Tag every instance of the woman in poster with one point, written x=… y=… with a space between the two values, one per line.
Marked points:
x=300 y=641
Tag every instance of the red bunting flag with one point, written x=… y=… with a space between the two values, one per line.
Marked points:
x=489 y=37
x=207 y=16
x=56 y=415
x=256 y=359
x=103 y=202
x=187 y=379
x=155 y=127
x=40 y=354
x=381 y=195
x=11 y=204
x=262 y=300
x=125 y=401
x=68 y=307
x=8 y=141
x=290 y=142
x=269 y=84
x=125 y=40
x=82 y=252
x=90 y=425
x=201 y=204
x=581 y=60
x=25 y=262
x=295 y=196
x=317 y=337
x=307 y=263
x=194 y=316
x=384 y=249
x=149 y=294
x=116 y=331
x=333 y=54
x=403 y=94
= = = =
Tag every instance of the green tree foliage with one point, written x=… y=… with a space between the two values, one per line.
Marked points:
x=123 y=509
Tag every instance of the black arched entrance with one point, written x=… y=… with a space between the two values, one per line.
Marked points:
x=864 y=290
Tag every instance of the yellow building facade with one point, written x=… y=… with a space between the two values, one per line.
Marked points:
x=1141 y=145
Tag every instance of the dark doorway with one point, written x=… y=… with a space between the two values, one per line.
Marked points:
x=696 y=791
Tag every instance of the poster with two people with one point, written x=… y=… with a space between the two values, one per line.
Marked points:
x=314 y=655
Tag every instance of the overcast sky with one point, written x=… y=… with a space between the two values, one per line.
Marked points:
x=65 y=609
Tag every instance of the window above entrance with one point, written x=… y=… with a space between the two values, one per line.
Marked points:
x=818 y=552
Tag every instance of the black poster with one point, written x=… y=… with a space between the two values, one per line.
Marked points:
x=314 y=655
= = = =
Requirement:
Scale the material from the line that has "Tag every instance of the black arched" through the line that has "x=1141 y=145", including both ends, and rewrite only those lines with their requests. Multiply every coordinate in the marked points by 1.9 and round to whole numbers, rounding halves up.

Task response:
Tag every instance of the black arched entrance with one point, written x=… y=… with a space between the two values, one per line.
Marked points:
x=1642 y=551
Tag every instance of the yellow building facade with one point, written x=… y=… with a space between the two values, one per line.
Marked points:
x=2168 y=276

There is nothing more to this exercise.